— Begin Text passage —

Ok, let’s carry on with this hypothetical story. That young man, as he waits for permanent residency, commits the ‘egregious’ act of getting married to a brilliant young woman from India, his childhood sweetheart. She has a doctorate, a lovely job in Mumbai, but chucks it all away to be with her man in America.

Now, she’s on H-4 spouse visa, unable to work legally, so stays at home, does some volunteer work in the community, to while away time. Some years later, they have a baby, buy a house. For argument sake, let’s say the woman wanted to have her baby in India. So the child is now an Indian passport holder. Mother and son both come back to the US on an H-4 visa.

Now, this young man (not so young any more) begins to stagnate at his job waiting for his Green Card. He has marital problems at home. His wife is getting exasperated with her unfair situation, gets grumpy, angry seeing her friends in India and those lucky enough to have a Green Card in the US do great at their careers, post photos of their radiant family on Facebook; while she wilts away. Their child is getting older too.

Guess what happens to that child (now a young man himself) when he turns 21 on his H-4 visa: he has to either enroll into a F-1 international student visa program, or be forced to leave the US, go back to India. After he graduates, he has to get an H-1B visa himself, or be deported to India.

Unfortunately, this hypothetical situation is not a figment of imagination: it’s actually playing out in hundreds of thousands of homes all across the US.

The reason for the astounding, preposterous delay in issuing a Green Card to skilled workers from India on a H-1B visa, unlike other countries, is because of a ‘country cap’ on the number of visas issued every year to a particular country.

No other country – apart from Chinese citizens who have to wait for a few, have to wait like an Indian for his or her Green Card. Petitioners from other countries get it almost immediately, within a few months.

It’s only an Indian H-1B visa worker who will probably die waiting for his Green Card.

Here’s the irony: if that man (who applied at the age of 30 years) does eventually get his Green Card after 100 years, at the age of 130 (beating the record of the oldest living man on Earth), then his family too will finally get it, if his wife and son are still alive that is. But in case let’s say he dies at the age of 100, working at the same job (imagine that, if you can), then his wife and son would not get it either; would be forced to leave the US, back to India.

— End Text passage —
— Begin Recorded data —

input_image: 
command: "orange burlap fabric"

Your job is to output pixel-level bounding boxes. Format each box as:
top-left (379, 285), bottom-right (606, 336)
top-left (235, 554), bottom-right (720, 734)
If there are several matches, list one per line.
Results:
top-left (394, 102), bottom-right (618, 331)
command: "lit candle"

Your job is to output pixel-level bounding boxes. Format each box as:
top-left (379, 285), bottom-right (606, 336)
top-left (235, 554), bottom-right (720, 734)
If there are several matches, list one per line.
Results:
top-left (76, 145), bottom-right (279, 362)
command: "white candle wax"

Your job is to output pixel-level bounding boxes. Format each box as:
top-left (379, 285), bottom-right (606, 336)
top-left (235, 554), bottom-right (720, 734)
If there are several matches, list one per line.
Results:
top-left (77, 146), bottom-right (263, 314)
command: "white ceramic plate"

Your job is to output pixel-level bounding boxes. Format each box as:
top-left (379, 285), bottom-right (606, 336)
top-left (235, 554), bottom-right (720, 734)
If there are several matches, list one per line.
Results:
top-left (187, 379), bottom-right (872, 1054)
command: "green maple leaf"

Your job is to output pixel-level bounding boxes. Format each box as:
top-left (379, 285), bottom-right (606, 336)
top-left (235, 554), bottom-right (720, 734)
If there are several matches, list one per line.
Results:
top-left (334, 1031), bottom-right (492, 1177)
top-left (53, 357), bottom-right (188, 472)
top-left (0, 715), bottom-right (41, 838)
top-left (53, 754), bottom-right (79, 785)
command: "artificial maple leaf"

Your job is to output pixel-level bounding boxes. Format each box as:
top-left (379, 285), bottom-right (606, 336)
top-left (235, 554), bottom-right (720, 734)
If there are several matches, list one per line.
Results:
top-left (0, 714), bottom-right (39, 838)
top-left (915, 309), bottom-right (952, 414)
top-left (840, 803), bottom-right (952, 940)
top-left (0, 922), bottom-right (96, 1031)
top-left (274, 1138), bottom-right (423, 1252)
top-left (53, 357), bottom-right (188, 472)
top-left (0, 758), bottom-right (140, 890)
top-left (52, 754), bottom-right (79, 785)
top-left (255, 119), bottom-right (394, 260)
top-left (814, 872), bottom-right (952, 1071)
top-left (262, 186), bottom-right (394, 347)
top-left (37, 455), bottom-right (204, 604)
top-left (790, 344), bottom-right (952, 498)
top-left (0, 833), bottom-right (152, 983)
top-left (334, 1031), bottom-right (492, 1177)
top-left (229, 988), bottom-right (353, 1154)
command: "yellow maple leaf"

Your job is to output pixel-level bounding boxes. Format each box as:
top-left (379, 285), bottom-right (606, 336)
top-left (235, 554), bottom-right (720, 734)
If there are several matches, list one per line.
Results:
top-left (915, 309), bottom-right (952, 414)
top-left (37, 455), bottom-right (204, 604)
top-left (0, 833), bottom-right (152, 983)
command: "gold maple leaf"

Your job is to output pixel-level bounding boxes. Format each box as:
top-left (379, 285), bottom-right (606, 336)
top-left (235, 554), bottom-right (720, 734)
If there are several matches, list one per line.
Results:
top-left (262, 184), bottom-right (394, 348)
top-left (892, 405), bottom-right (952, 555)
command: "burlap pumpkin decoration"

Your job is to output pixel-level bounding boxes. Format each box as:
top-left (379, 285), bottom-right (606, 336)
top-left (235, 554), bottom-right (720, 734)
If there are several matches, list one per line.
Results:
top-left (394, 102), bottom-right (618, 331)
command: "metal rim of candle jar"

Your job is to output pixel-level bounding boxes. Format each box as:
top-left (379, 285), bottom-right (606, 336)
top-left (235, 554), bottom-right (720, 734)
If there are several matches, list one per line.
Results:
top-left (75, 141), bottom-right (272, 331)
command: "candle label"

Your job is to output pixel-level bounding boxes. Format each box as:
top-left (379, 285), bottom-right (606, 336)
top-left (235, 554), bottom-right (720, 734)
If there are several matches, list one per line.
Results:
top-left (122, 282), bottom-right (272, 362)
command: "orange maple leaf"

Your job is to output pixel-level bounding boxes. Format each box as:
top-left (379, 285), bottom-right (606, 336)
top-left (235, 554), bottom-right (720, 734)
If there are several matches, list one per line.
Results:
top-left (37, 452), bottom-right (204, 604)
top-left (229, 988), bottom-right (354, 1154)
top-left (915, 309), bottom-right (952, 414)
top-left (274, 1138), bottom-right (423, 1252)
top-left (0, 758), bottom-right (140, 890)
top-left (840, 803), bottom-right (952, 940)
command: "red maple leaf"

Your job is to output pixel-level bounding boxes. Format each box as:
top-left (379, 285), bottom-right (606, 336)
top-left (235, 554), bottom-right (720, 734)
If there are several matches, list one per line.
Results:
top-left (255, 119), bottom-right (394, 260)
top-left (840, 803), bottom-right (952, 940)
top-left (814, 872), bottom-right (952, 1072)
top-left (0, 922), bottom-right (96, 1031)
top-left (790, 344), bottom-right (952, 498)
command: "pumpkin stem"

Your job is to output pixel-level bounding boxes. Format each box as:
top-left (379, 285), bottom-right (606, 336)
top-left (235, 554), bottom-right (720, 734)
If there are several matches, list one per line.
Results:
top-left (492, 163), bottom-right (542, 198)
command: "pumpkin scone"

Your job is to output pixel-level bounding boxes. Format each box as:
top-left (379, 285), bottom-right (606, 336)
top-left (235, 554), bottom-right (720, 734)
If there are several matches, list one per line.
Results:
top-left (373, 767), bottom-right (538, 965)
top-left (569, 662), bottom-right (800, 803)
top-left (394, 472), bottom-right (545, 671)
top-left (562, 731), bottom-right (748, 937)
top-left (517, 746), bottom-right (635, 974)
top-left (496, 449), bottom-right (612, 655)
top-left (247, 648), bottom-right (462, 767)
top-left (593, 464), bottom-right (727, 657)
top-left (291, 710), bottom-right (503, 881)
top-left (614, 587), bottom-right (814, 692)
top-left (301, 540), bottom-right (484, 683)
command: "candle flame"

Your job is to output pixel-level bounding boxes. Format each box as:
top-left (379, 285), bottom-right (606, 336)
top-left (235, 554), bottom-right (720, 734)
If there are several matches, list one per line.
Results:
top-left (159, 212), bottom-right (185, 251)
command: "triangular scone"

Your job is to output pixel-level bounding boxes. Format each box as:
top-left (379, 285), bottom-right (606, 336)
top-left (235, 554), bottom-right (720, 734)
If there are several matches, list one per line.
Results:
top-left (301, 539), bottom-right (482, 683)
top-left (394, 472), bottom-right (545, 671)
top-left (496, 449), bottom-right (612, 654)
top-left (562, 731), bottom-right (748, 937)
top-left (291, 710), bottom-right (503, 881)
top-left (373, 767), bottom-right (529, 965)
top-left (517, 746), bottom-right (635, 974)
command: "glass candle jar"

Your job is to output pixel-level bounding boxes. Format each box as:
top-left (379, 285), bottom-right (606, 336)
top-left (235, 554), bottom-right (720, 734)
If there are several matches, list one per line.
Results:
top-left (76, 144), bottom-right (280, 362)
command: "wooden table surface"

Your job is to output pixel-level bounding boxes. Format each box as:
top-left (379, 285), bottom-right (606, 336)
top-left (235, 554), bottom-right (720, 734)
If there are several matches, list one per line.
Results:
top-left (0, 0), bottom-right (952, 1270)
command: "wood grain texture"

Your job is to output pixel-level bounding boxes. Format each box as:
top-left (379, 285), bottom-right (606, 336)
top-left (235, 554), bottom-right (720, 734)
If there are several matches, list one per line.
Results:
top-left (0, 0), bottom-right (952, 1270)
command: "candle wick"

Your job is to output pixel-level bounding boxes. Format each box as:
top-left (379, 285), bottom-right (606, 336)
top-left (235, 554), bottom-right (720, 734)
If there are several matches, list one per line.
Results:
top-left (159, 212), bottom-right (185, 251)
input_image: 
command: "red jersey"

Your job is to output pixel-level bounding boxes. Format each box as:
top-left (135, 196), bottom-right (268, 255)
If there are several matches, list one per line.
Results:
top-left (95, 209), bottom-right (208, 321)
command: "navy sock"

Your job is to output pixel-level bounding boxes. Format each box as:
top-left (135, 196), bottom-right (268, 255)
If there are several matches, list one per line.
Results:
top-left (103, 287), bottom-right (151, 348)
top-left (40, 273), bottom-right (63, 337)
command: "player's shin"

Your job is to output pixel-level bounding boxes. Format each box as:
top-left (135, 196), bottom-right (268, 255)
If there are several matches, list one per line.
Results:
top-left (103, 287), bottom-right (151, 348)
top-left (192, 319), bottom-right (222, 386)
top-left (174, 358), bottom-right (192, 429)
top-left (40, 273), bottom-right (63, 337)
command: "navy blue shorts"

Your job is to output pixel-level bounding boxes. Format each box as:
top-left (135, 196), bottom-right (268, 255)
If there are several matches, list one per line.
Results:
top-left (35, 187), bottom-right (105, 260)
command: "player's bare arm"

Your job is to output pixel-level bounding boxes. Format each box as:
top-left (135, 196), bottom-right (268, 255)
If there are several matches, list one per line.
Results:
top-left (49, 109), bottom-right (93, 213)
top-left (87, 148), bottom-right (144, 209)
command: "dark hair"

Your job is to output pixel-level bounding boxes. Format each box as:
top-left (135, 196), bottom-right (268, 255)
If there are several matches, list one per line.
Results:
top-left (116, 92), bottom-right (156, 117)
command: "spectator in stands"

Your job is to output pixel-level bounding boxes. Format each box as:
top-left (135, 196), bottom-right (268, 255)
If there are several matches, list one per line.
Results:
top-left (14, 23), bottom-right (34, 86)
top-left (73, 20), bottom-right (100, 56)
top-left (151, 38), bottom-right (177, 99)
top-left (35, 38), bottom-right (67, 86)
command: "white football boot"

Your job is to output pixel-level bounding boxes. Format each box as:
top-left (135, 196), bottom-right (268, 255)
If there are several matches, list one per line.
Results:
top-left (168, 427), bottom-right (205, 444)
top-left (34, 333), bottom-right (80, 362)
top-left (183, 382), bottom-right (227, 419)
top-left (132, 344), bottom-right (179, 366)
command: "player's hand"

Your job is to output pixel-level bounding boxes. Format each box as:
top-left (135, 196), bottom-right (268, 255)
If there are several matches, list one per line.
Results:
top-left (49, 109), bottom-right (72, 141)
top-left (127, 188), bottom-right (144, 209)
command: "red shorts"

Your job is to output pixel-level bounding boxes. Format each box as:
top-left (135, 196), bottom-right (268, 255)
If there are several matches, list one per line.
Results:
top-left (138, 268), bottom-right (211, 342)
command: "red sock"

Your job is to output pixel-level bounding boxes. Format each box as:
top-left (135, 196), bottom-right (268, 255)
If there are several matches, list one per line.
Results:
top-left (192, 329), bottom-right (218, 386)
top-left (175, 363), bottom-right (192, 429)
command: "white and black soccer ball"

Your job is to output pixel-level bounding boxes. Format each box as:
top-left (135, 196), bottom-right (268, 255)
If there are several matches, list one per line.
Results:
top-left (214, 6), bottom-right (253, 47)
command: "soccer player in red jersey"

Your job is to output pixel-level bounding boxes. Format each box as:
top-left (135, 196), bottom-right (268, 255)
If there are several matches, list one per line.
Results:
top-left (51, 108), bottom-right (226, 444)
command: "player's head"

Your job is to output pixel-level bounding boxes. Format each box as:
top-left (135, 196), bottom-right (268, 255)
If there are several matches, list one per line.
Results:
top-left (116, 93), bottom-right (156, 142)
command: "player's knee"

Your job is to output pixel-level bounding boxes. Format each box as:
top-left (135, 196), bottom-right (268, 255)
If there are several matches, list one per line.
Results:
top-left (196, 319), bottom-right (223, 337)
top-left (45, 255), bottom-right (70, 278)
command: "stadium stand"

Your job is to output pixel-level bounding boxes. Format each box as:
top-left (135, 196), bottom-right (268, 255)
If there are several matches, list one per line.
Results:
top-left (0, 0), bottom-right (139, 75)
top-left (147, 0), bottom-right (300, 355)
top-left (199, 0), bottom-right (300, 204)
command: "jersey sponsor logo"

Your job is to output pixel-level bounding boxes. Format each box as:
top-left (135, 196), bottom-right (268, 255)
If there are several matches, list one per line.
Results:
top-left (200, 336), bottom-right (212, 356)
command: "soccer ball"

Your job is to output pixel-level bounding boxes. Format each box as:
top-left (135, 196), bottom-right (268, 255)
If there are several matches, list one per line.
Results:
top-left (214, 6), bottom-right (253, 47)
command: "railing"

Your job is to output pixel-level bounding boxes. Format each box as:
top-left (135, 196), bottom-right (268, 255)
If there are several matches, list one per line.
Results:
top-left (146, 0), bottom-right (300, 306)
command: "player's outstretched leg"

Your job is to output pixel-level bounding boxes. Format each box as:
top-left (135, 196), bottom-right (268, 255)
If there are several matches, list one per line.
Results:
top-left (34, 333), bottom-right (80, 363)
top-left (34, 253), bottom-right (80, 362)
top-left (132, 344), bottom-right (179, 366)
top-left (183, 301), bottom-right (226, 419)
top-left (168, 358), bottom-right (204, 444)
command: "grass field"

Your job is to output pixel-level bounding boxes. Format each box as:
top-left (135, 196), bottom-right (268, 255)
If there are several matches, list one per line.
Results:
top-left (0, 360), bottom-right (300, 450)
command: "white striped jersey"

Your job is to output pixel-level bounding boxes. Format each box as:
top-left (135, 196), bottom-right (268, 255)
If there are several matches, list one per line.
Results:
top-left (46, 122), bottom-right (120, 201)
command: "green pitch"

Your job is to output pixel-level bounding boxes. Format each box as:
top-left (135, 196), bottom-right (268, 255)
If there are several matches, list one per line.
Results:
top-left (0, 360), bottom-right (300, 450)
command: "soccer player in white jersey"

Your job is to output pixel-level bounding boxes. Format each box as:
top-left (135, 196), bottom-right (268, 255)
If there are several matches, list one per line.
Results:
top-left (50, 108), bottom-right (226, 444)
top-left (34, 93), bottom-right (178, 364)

— End Recorded data —

▶ [Required tasks]:
A. According to the Green Card passage, why are Indian skilled workers on an H-1B visa delayed so long in getting a Green Card?
B. Quote the Green Card passage from "Now, this young" to "getting older too.".
The entries above are separate from the Green Card passage.

▶ [The results]:
A. A country cap limits the number of visas issued each year to a particular country.

B.
Now, this young man (not so young any more) begins to stagnate at his job waiting for his Green Card. He has marital problems at home. His wife is getting exasperated with her unfair situation, gets grumpy, angry seeing her friends in India and those lucky enough to have a Green Card in the US do great at their careers, post photos of their radiant family on Facebook; while she wilts away. Their child is getting older too.